Data provided:
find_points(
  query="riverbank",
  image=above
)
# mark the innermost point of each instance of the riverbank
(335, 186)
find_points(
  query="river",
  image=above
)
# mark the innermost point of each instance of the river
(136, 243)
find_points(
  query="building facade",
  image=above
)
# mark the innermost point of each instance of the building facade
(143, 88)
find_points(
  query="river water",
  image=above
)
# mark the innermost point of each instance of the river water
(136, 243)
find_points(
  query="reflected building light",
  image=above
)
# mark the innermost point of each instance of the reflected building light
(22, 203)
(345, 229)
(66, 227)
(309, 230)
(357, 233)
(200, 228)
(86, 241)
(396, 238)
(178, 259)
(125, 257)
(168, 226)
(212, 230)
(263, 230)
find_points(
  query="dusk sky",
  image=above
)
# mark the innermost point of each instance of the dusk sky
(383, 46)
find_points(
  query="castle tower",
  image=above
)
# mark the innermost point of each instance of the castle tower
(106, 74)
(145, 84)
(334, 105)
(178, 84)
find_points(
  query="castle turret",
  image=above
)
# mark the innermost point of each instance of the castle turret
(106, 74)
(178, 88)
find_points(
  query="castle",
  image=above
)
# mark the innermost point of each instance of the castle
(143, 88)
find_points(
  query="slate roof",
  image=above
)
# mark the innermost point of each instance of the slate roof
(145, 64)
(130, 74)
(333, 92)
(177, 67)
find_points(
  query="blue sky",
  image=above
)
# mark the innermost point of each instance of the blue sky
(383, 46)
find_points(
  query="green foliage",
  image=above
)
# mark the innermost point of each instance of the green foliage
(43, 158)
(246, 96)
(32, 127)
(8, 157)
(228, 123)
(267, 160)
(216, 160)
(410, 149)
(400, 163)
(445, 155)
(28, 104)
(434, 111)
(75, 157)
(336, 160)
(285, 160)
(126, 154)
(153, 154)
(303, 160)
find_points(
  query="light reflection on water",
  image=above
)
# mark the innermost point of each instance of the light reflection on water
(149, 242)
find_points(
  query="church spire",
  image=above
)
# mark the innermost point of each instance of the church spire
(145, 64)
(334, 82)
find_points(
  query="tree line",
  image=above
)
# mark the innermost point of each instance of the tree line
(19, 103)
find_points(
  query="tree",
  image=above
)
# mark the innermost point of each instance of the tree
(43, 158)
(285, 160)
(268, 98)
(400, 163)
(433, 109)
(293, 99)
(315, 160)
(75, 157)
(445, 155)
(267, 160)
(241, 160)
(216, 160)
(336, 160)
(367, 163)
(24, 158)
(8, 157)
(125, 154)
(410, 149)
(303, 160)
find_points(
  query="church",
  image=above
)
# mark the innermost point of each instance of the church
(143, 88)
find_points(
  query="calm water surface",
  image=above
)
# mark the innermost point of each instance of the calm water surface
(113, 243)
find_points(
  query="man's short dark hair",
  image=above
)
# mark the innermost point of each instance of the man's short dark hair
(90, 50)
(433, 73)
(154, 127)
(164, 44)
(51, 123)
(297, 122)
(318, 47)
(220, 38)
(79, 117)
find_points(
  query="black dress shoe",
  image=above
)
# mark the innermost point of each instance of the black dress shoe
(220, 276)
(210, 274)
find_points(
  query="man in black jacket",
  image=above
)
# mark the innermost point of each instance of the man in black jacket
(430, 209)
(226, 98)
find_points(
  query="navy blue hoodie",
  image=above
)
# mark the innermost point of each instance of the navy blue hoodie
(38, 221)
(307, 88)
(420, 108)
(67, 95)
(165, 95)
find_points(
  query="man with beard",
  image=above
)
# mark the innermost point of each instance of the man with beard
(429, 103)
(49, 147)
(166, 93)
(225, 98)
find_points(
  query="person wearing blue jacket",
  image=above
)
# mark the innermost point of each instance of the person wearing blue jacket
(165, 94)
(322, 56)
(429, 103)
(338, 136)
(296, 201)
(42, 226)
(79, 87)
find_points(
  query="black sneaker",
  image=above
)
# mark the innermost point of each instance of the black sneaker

Exercise directions:
The lines to return are those with the string "sneaker" in them; copy each from the entries above.

Written response:
  query="black sneaker",
# mark the innermost point of each instance of the black sneaker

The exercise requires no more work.